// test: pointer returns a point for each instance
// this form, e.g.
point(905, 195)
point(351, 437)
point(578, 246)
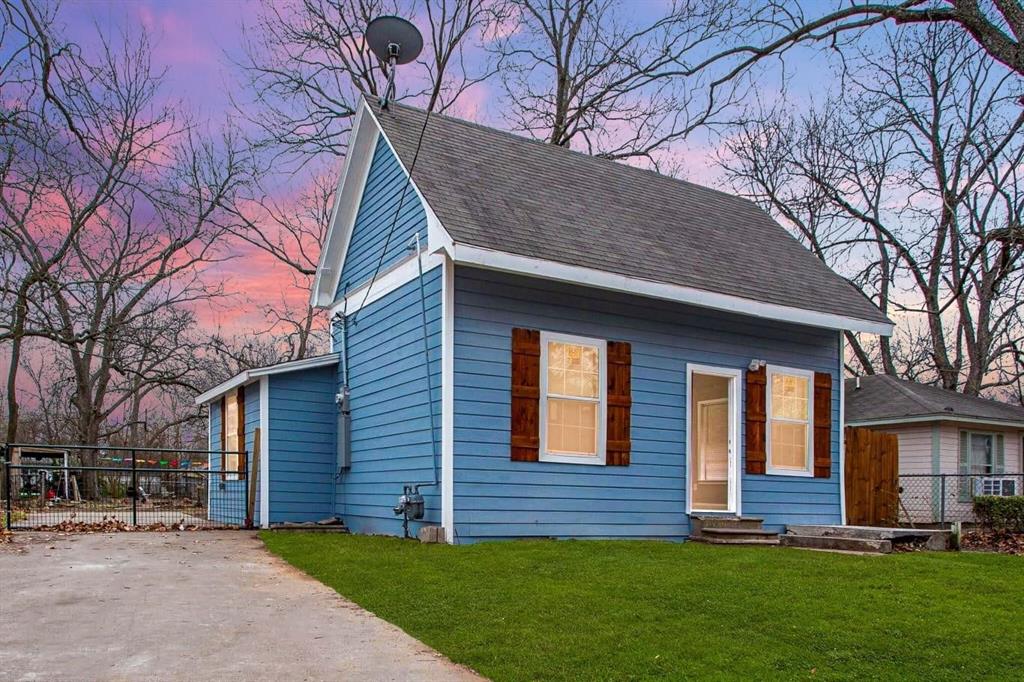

### Your objective:
Reproduce the lines of all the items with "instance" swapped for "occurrence" and everything else unchanged, omitting the pictures from your answer.

### Completed task:
// test: pointer returns a point for each occurrence
// this form, e.g.
point(905, 195)
point(351, 437)
point(578, 246)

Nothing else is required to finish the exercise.